> [Text provided]:
....
Case study · City heat network

Releasing the hidden potential of a city’s heat.

A city-wide heat network rediscovering how to flow, unlocking up to 30% energy and carbon savings for homes, public buildings and businesses.

Sector City heat network
Scale ~90 GWh heat per year
Focus Optimisation, decarbonisation, performance
City skyline and buildings connected by an invisible heat network

What was happening

A city heat network quietly drifting out of tune, losing efficiency and energy across a complex web of pipes, plant and buildings.

What was needed

A clear, evidence-led way to cut waste, improve performance and support the city’s path to Net Zero without ripping everything out.

What we unlocked

A data-backed optimisation plan with up to 30% energy and CO₂ savings identified and a roadmap for deeper decarbonisation over time.

01 · Context

A living system that had drifted out of tune

City heat networks are the hidden arteries of urban life. When they work well, nobody really notices them. Homes feel warm, public buildings welcome people in and businesses can rely on steady conditions.

In this UK city, the network was moving around 90 GWh of heat every year yet too much of that energy was being lost before it reached the people and places it was meant to serve. Demand had shifted, buildings had changed use and operating practices had evolved in fragments rather than as one whole system.
....
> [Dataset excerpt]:
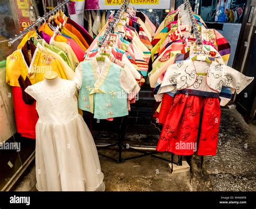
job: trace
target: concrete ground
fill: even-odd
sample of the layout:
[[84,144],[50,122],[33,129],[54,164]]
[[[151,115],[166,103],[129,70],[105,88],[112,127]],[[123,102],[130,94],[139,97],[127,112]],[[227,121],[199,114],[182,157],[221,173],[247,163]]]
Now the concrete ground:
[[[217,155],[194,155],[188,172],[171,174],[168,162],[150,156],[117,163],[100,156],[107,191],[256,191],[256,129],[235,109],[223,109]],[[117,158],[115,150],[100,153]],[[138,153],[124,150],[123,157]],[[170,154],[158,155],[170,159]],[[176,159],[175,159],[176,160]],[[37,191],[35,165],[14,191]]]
....
> [Directive 1]:
Do these statements agree with the heat network case study above? Answer yes or no for each, and quote the words that decide it.
(a) The network moves around 90 GWh of heat per year.
(b) The optimisation plan identified savings of up to 50%.
(c) The network is located in a UK city.
> [Directive 2]: Reproduce the heat network case study above from "Sector City heat" to "ripping everything out.".
> [Directive 3]:
Answer these questions using the heat network case study above:
(a) What three focus areas are listed?
(b) Across what was the network losing efficiency and energy?
(c) What does the text call city heat networks?

> [Correct response 1]:
(a) Yes: "the network was moving around 90 GWh of heat every year"
(b) No: "up to 30% energy and CO₂ savings identified"
(c) Yes: "In this UK city"

> [Correct response 2]:
Sector City heat network
Scale ~90 GWh heat per year
Focus Optimisation, decarbonisation, performance
City skyline and buildings connected by an invisible heat network

What was happening

A city heat network quietly drifting out of tune, losing efficiency and energy across a complex web of pipes, plant and buildings.

What was needed

A clear, evidence-led way to cut waste, improve performance and support the city’s path to Net Zero without ripping everything out.

> [Correct response 3]:
(a) Optimisation, decarbonisation and performance
(b) A complex web of pipes, plant and buildings
(c) The hidden arteries of urban life